= Data to process =
Content starts

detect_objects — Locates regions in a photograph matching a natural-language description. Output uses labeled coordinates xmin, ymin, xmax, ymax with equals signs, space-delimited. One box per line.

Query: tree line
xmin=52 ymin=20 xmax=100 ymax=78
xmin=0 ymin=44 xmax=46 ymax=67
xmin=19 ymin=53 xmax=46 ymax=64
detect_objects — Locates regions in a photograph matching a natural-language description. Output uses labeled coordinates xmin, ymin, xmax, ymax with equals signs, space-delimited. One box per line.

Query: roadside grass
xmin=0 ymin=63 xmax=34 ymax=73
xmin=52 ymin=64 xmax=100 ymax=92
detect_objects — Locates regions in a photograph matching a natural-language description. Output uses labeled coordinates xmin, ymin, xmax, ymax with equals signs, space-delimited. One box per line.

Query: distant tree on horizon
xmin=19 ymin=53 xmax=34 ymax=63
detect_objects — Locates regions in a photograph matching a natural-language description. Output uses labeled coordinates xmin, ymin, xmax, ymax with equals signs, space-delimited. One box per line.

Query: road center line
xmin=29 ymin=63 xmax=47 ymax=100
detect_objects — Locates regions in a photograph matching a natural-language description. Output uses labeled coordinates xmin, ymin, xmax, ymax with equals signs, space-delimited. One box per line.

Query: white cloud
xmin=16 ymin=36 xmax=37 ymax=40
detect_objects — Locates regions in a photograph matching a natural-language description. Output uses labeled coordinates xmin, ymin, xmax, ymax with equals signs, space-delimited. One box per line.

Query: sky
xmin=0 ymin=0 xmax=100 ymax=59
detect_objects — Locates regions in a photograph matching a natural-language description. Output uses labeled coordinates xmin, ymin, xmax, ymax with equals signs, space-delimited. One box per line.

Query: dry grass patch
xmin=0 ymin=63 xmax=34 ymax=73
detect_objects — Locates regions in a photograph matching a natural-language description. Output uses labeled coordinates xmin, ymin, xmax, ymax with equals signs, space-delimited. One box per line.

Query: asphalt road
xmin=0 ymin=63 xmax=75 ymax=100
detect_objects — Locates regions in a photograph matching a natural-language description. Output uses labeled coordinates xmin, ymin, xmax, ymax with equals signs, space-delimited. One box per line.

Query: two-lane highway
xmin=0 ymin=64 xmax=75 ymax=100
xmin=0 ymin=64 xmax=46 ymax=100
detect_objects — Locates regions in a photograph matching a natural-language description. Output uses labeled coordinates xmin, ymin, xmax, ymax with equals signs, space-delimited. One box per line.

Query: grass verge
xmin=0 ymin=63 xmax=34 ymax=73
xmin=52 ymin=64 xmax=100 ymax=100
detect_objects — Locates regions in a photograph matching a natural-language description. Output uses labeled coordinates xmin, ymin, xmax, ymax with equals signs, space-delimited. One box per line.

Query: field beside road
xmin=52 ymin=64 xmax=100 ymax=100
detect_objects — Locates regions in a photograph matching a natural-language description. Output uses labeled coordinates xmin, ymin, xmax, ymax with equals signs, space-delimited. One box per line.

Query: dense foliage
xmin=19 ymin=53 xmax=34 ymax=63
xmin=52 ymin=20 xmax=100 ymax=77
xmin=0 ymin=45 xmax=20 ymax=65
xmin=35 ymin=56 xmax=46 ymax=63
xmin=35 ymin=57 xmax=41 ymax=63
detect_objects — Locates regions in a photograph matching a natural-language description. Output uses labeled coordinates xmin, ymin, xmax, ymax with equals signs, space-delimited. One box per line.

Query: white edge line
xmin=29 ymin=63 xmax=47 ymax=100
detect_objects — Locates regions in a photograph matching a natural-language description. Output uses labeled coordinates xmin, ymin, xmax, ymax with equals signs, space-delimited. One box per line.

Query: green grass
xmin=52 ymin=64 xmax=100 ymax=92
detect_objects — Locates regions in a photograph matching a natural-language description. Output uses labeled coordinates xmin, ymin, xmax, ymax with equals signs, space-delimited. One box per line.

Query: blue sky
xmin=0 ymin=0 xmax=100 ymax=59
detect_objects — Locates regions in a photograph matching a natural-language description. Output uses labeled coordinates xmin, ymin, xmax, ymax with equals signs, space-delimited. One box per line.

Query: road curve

Content ends

= Instructions to follow =
Exactly reproduce every line of the data above.

= Response to this task =
detect_objects — Locates regions in a photograph matching a natural-language description. Output uses labeled coordinates xmin, ymin, xmax, ymax with equals signs, space-delimited. One box per line.

Query: tree line
xmin=52 ymin=20 xmax=100 ymax=78
xmin=0 ymin=44 xmax=46 ymax=67
xmin=19 ymin=53 xmax=46 ymax=64
detect_objects — Locates regions in a photograph matching a natural-language description. Output uses labeled coordinates xmin, ymin, xmax, ymax with equals signs, space-delimited. One box per line.

Query: roadside grass
xmin=0 ymin=63 xmax=34 ymax=73
xmin=52 ymin=64 xmax=100 ymax=92
detect_objects — Locates regions in a photograph matching a natural-language description. Output uses labeled coordinates xmin, ymin, xmax, ymax with equals signs, space-delimited. One box per line.

Query: distant tree on horizon
xmin=19 ymin=53 xmax=34 ymax=63
detect_objects — Locates regions in a photograph matching a natural-language description. Output uses labeled coordinates xmin, ymin, xmax, ymax with equals signs, space-delimited. One box per line.

Query: road center line
xmin=29 ymin=63 xmax=47 ymax=100
detect_objects — Locates regions in a photograph matching a natural-language description. Output uses labeled coordinates xmin, ymin, xmax, ymax with equals signs, space-delimited. One box per line.

Query: white cloud
xmin=16 ymin=36 xmax=37 ymax=40
detect_objects — Locates regions in a photograph matching a natural-language description. Output uses labeled coordinates xmin, ymin, xmax, ymax with equals signs, space-delimited. One box per line.

Query: sky
xmin=0 ymin=0 xmax=100 ymax=59
detect_objects — Locates regions in a photograph matching a natural-language description. Output uses labeled coordinates xmin, ymin, xmax, ymax with equals signs, space-delimited. One box per line.

Query: dry grass patch
xmin=0 ymin=63 xmax=34 ymax=73
detect_objects — Locates regions in a photograph matching a natural-language description. Output uses labeled coordinates xmin, ymin, xmax, ymax with equals signs, space-delimited. One box per line.

Query: asphalt road
xmin=0 ymin=63 xmax=75 ymax=100
detect_objects — Locates regions in a photograph matching a natural-language description. Output uses labeled coordinates xmin, ymin, xmax, ymax with equals signs, space-delimited. One box per line.

Query: two-lane highway
xmin=0 ymin=64 xmax=75 ymax=100
xmin=0 ymin=64 xmax=46 ymax=100
detect_objects — Locates regions in a photograph matching a natural-language description. Output uses labeled coordinates xmin, ymin, xmax, ymax with equals signs, space-delimited. One box per line.

Query: grass verge
xmin=0 ymin=63 xmax=34 ymax=73
xmin=52 ymin=64 xmax=100 ymax=100
detect_objects — Locates regions in a photograph matching a natural-language description. Output uses labeled coordinates xmin, ymin, xmax, ymax with equals signs, space-delimited. One box per line.

Query: field beside road
xmin=52 ymin=64 xmax=100 ymax=100
detect_objects — Locates regions in a photograph matching a natural-language description. Output uses labeled coordinates xmin, ymin, xmax, ymax with equals signs, space-delimited. One box per line.

Query: dense foliage
xmin=19 ymin=53 xmax=34 ymax=63
xmin=52 ymin=20 xmax=100 ymax=77
xmin=0 ymin=45 xmax=20 ymax=65
xmin=35 ymin=56 xmax=46 ymax=63
xmin=35 ymin=57 xmax=41 ymax=63
detect_objects — Locates regions in a photograph matching a natural-language description. Output uses labeled coordinates xmin, ymin, xmax, ymax with equals signs, space-delimited. One box per line.

Query: white edge line
xmin=29 ymin=63 xmax=47 ymax=100
detect_objects — Locates regions in a photograph matching a natural-language description. Output uses labeled coordinates xmin, ymin, xmax, ymax with equals signs, space-delimited. One box per line.

Query: green grass
xmin=52 ymin=64 xmax=100 ymax=92
detect_objects — Locates regions in a photograph matching a natural-language description. Output uses labeled coordinates xmin, ymin, xmax, ymax with equals signs, space-delimited. One box per line.

Query: blue sky
xmin=0 ymin=0 xmax=100 ymax=59
detect_objects — Locates regions in a photograph matching a natural-language description. Output uses labeled coordinates xmin, ymin, xmax, ymax with equals signs, space-delimited. One box per line.

Query: road curve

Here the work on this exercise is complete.